_WHAT IS ASKED_. Rewrite the lines of the entries below, from the line with "task: outline the <item>clear sky</item>" up to and including the line with "[[1276, 0], [0, 0], [0, 135], [74, 145], [1280, 168]]", as a numbered list, leaving out any blank lines.

Items from a data source:
- - - - -
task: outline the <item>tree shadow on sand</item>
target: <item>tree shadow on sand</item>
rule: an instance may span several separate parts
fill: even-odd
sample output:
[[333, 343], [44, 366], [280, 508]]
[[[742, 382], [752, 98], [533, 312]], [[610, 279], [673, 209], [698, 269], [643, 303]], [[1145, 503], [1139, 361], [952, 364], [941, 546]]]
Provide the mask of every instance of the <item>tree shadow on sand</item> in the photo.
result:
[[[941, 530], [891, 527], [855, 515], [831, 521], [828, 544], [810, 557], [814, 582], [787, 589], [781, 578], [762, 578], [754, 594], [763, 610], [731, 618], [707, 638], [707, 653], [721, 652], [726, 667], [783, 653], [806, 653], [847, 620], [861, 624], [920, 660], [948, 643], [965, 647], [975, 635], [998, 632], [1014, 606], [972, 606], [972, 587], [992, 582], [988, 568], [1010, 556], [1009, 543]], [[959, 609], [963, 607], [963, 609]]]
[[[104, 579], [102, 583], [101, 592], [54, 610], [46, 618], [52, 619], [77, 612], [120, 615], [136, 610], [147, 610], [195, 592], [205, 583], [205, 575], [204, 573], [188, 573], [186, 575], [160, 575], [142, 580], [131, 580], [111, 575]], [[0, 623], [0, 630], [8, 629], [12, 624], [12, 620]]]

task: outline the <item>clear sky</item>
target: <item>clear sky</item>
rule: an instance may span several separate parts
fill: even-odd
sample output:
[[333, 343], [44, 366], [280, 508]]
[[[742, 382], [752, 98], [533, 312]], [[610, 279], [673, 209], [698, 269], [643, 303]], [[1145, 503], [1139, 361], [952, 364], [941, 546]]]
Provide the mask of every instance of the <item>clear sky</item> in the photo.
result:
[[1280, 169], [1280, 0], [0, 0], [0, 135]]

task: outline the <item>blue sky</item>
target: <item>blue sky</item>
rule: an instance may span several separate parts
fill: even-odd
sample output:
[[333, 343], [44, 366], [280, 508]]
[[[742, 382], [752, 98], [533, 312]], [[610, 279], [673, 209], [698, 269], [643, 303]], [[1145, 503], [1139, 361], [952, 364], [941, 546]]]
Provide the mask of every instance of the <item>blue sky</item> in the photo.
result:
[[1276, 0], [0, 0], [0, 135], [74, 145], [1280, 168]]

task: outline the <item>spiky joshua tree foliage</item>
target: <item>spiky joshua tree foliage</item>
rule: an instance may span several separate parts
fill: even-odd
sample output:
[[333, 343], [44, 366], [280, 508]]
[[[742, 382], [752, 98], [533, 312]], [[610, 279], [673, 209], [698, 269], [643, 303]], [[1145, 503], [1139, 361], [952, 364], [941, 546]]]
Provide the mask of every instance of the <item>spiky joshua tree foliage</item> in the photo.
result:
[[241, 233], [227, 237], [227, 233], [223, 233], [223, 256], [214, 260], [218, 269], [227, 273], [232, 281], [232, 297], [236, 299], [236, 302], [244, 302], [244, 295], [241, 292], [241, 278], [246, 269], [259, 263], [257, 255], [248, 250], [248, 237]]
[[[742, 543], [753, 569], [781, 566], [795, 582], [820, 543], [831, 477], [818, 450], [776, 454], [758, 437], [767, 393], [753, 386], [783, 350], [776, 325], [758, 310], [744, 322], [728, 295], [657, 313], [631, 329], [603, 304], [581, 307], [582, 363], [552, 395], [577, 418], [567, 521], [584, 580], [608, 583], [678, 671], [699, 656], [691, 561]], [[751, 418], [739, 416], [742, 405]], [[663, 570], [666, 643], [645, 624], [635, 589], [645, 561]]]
- - - - -
_ANSWER TO THIS TASK_.
1. task: outline the <item>clear sky</item>
2. target: <item>clear sky</item>
3. rule: an instance may span several separate parts
4. fill: even-odd
5. sample output:
6. [[333, 343], [44, 366], [280, 508]]
7. [[[742, 382], [752, 98], [533, 312]], [[610, 279], [673, 209], [698, 269], [643, 303]], [[1145, 503], [1139, 361], [952, 364], [941, 546]]]
8. Provide the mask of every instance of the <item>clear sky</item> in the photo.
9. result:
10. [[1280, 169], [1280, 0], [0, 0], [0, 135]]
11. task: outline the <item>blue sky</item>
12. target: <item>blue sky</item>
13. rule: an instance may span several separate parts
14. fill: even-odd
15. sample output:
16. [[333, 343], [44, 366], [280, 508]]
17. [[[742, 382], [752, 98], [533, 312]], [[610, 279], [673, 209], [698, 269], [643, 303]], [[1145, 503], [1139, 361], [952, 364], [941, 546]]]
18. Provide the mask of every instance of the <item>blue sky</item> in the photo.
19. result:
20. [[1276, 0], [0, 0], [0, 135], [74, 145], [1280, 168]]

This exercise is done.